======== Given records ========

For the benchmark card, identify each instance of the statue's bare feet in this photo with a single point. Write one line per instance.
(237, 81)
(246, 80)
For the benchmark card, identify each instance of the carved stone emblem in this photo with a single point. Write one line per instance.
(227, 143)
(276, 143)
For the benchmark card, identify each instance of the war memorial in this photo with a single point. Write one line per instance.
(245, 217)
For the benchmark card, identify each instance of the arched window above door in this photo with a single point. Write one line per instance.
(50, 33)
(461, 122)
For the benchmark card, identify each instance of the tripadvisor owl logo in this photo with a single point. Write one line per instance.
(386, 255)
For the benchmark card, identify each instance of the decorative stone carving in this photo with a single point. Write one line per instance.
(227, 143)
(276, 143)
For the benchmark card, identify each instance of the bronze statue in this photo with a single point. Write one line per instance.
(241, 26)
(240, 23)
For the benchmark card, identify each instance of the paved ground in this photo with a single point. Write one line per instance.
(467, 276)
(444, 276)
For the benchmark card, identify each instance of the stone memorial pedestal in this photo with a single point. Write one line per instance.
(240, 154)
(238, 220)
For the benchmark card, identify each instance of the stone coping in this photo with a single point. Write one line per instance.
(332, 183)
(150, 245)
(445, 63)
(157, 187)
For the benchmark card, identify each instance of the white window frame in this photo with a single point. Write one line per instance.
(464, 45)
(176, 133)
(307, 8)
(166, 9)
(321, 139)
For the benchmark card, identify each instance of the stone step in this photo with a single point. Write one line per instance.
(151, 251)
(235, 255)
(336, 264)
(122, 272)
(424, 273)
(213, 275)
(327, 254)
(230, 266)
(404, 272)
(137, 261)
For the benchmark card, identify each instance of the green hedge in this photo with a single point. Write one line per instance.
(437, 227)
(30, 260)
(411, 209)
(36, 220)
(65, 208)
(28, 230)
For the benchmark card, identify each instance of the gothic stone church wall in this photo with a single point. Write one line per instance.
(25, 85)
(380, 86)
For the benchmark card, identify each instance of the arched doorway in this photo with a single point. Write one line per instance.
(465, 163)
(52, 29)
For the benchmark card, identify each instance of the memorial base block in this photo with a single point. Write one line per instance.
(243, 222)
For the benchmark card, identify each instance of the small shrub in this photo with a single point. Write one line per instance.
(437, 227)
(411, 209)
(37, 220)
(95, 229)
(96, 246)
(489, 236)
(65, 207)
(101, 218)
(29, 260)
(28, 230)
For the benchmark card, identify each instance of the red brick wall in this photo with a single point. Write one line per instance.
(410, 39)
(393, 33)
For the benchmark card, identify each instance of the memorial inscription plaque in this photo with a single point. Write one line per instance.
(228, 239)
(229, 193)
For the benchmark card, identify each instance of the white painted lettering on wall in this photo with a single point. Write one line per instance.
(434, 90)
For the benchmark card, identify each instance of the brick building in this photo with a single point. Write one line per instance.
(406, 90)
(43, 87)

========

→ What is needed: Render the whole listing above as a CSV with two columns headed input and output. Give each instruction sentence its own row, with the coordinates under it in the output field. Wrap every field in double quotes and turn line breaks into spaces.

→ Answer below:
input,output
"For the benchmark card, identify each instance of the statue's bare feet in this photo with a single point. Write one line per instance.","(237, 81) (246, 80)"
"For the benchmark card, identify each instance of the carved stone emblem in this photo with a single point. Write one line per instance.","(227, 143) (276, 143)"
"For the benchmark card, identify each instance of the war memorial in this photo with a single point. Write one line per instance.","(245, 217)"
"For the benchmark card, identify each instance of the arched window above door in this photo with a single point. Write one line per instance.","(50, 33) (461, 122)"
"For the benchmark card, identify each instance of the tripadvisor owl logo in this photo with a single point. Write one line per instance.","(386, 255)"
"For the benchmark card, identify each instance of the decorative stone carving in this photo with a single point. Write one line per instance.","(227, 143) (276, 143)"
"For the benchmark card, identify each instance of the bronze statue in this photo with a single point. Write one line per instance.","(241, 26) (240, 23)"
"For the benchmark card, identify each instance of the paved ground in this photo with a single point. Write one line per instance.","(467, 276) (444, 276)"
"For the benchmark card, identify each instance of the stone memorial pedestal in this photo with a single point. Write one line per instance.","(240, 154) (238, 220)"
"For the benchmark card, identify each instance of the stone coping in this photo with a single point. Write one line per instance.","(332, 183) (150, 245) (445, 63) (157, 187)"
"For the benchmark card, identify each instance of the white window frame in this photo with a single point. Write one line per instance.","(464, 45) (176, 133) (307, 8) (166, 9) (321, 139)"
"For the benchmark card, identify each instance of the stone step in this photo with a single point. Write one line per instance.","(151, 251) (235, 255) (336, 264) (122, 272) (424, 273) (213, 275) (327, 254) (230, 266) (404, 272) (137, 261)"
"For the benchmark card, identify each instance of the green hedge in this photo with a single point. Write one line per instance.","(437, 227) (30, 260) (411, 209) (36, 220) (65, 208) (28, 230)"
"For the benchmark card, identify each instance of the gothic stone church wall in this photo with a single point. Write one line per instance.","(25, 85) (380, 86)"
"For the benchmark card, identify each instance of the arched doorway in this photo with a single point. Write one line per instance.","(465, 163) (52, 29)"
"For the benchmark card, identify each instance of the memorial base block in this photo with a single point. Write one line per instance.","(243, 222)"
"For the benchmark card, identify each instance of the small shrub in this photo with a single point. Write one line per instance.","(437, 227) (411, 209) (37, 220) (95, 229) (96, 246) (489, 236) (65, 207) (101, 218) (29, 260) (28, 230)"
"For the benchmark card, identify each instance of the red brick wall in this photo with a single point. Write one line per instance.","(410, 39) (393, 33)"
"For the benchmark card, identify each instance of the memorial inscription plaque in this photo with a single point. Write one line per instance.","(228, 239) (229, 193)"
"For the benchmark card, identify each instance of the white painted lettering on wall in this photo with a single point. Write one line per instance.","(434, 90)"
"For the benchmark card, identify each instance of the brick building in this photo with a single point. Write one line per instance.","(406, 90) (43, 87)"